Records from an annotation dataset:

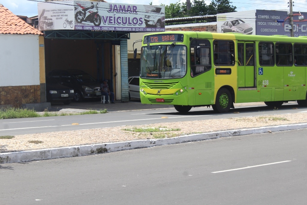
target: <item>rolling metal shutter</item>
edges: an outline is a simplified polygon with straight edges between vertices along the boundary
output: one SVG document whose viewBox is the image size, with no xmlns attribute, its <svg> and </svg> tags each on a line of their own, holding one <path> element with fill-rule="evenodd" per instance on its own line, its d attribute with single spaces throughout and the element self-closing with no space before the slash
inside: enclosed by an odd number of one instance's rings
<svg viewBox="0 0 307 205">
<path fill-rule="evenodd" d="M 127 40 L 120 41 L 120 66 L 122 75 L 122 102 L 129 101 L 128 91 L 128 49 Z"/>
</svg>

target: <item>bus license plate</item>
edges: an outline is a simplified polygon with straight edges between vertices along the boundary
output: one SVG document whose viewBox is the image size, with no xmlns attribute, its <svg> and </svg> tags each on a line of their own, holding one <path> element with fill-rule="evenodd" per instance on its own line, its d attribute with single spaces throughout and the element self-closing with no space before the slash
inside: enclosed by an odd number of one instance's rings
<svg viewBox="0 0 307 205">
<path fill-rule="evenodd" d="M 157 102 L 164 102 L 164 99 L 163 98 L 156 98 L 156 101 Z"/>
</svg>

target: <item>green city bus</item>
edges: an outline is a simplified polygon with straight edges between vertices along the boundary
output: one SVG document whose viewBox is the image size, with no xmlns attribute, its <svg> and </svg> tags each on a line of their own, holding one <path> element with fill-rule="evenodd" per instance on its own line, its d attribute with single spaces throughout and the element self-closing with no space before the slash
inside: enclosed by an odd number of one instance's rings
<svg viewBox="0 0 307 205">
<path fill-rule="evenodd" d="M 140 95 L 144 104 L 174 105 L 180 112 L 234 103 L 307 106 L 307 38 L 169 31 L 142 41 Z"/>
</svg>

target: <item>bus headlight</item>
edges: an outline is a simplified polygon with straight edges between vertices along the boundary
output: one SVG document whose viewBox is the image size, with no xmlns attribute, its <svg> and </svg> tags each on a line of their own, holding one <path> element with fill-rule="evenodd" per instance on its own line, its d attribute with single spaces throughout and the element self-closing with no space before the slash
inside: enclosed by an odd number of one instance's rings
<svg viewBox="0 0 307 205">
<path fill-rule="evenodd" d="M 176 92 L 176 93 L 175 93 L 174 95 L 175 96 L 177 96 L 179 95 L 181 93 L 184 92 L 185 91 L 185 90 L 186 89 L 187 89 L 187 86 L 184 87 L 183 88 L 182 88 L 180 90 L 177 91 L 177 92 Z"/>
<path fill-rule="evenodd" d="M 142 88 L 140 88 L 140 91 L 141 92 L 141 93 L 142 93 L 144 95 L 147 94 L 147 93 L 146 93 L 146 92 L 145 92 L 145 91 L 144 90 L 144 89 L 143 89 Z"/>
</svg>

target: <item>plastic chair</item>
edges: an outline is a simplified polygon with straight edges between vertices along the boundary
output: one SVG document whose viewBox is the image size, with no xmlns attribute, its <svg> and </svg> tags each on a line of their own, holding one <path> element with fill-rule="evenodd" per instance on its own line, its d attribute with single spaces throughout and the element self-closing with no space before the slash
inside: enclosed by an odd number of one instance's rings
<svg viewBox="0 0 307 205">
<path fill-rule="evenodd" d="M 105 102 L 106 101 L 106 96 L 103 95 L 101 95 L 101 101 L 100 102 L 100 103 L 102 103 L 103 102 L 103 104 L 104 104 Z M 109 103 L 110 103 L 110 98 L 109 98 L 109 101 L 108 101 Z"/>
</svg>

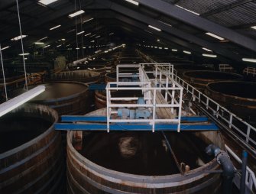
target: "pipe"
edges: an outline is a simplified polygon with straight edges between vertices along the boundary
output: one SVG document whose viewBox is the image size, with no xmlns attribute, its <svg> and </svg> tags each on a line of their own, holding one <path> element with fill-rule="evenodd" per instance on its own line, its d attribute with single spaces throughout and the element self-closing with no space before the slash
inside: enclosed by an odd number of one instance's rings
<svg viewBox="0 0 256 194">
<path fill-rule="evenodd" d="M 232 194 L 233 178 L 235 176 L 235 167 L 225 151 L 222 150 L 218 146 L 210 144 L 206 148 L 208 155 L 214 155 L 217 162 L 223 170 L 222 193 Z"/>
<path fill-rule="evenodd" d="M 245 178 L 246 178 L 246 166 L 247 166 L 248 153 L 243 150 L 242 163 L 241 163 L 241 177 L 240 183 L 240 193 L 245 193 Z"/>
</svg>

**Task statement**
Restate every record exactly, please; do not copy the pictures.

**Reply to the exercise**
target: <item>rolling metal shutter</item>
edges: an outline is a simplified polygon with straight edges between vertices along the boundary
output: one SVG document whose viewBox is the image size, with no xmlns attribute, its <svg> and </svg> tags each on a line of their own, holding one <path> element with fill-rule="evenodd" per instance on its own line, its d attribute with single spaces throughout and the element self-closing with no space before the slash
inside: enclosed by an odd number of one instance's rings
<svg viewBox="0 0 307 205">
<path fill-rule="evenodd" d="M 127 40 L 120 41 L 120 66 L 122 75 L 122 102 L 129 101 L 128 91 L 128 49 Z"/>
</svg>

target: <item>bus license plate</item>
edges: an outline is a simplified polygon with straight edges between vertices along the boundary
output: one SVG document whose viewBox is the image size, with no xmlns attribute, its <svg> and </svg> tags each on a line of their own, holding one <path> element with fill-rule="evenodd" per instance on its own line, its d attribute with single spaces throughout and the element self-closing with no space before the slash
inside: enclosed by an odd number of one instance's rings
<svg viewBox="0 0 307 205">
<path fill-rule="evenodd" d="M 157 102 L 164 102 L 164 99 L 163 98 L 156 98 L 156 101 Z"/>
</svg>

target: <item>green city bus</item>
edges: an outline is a simplified polygon with straight edges between vertices along the boundary
output: one SVG document whose viewBox is the image size, with no xmlns attribute, its <svg> and </svg> tags each on a line of their own, holding one <path> element with fill-rule="evenodd" per instance on its own line, its d attribute with single spaces throughout and the element self-closing with no space before the slash
inside: enclosed by an odd number of one instance's rings
<svg viewBox="0 0 307 205">
<path fill-rule="evenodd" d="M 140 95 L 144 104 L 174 105 L 180 112 L 234 103 L 307 106 L 307 38 L 169 31 L 142 41 Z"/>
</svg>

target: <item>bus headlight</item>
edges: an outline is a simplified polygon with straight edges between vertices along the boundary
output: one SVG document whose viewBox is the image size, with no xmlns attribute, its <svg> and </svg> tags each on a line of their own, holding one <path> element with fill-rule="evenodd" per instance on its own line, its d attribute with single spaces throughout and the element self-closing with no space before the slash
inside: enclosed by an odd number of one instance's rings
<svg viewBox="0 0 307 205">
<path fill-rule="evenodd" d="M 176 92 L 176 93 L 175 93 L 174 95 L 175 96 L 177 96 L 179 95 L 181 93 L 184 92 L 185 91 L 185 90 L 186 89 L 187 89 L 187 86 L 184 87 L 183 88 L 182 88 L 180 90 L 177 91 L 177 92 Z"/>
<path fill-rule="evenodd" d="M 142 88 L 140 88 L 140 91 L 141 92 L 141 93 L 142 93 L 144 95 L 147 94 L 147 93 L 146 93 L 146 92 L 145 92 L 145 91 L 144 90 L 144 89 L 143 89 Z"/>
</svg>

target: <item>plastic chair</item>
edges: an outline is a simplified polygon with straight edges between vertices along the boundary
output: one SVG document whose viewBox is the image size, with no xmlns attribute, its <svg> and </svg> tags each on a line of their own, holding one <path> element with fill-rule="evenodd" per instance on its own line, its d attribute with single spaces throughout and the element self-closing with no space before the slash
inside: enclosed by an odd number of one instance's rings
<svg viewBox="0 0 307 205">
<path fill-rule="evenodd" d="M 105 102 L 106 101 L 106 96 L 103 95 L 101 95 L 101 101 L 100 102 L 100 103 L 102 103 L 103 102 L 103 104 L 104 104 Z M 109 103 L 110 103 L 110 98 L 109 98 L 109 101 L 108 101 Z"/>
</svg>

target: "pipe"
edges: an outline is a simplified polygon with straight edges between vertices along the boundary
output: one SVG document whose viewBox is the image size, with no xmlns attribute, its <svg> and </svg> tags each on a line of their own, holding one <path> element with fill-rule="evenodd" per instance on its own line, its d attribute with single spaces throughout and the element self-closing with no space before the slash
inside: enclosed by an odd number of one instance's rings
<svg viewBox="0 0 256 194">
<path fill-rule="evenodd" d="M 232 194 L 233 178 L 235 176 L 235 167 L 225 151 L 222 150 L 218 146 L 210 144 L 206 148 L 208 155 L 214 155 L 217 162 L 223 170 L 222 193 Z"/>
<path fill-rule="evenodd" d="M 245 178 L 246 178 L 246 166 L 247 166 L 248 153 L 243 150 L 242 163 L 241 163 L 241 177 L 240 183 L 240 193 L 245 193 Z"/>
</svg>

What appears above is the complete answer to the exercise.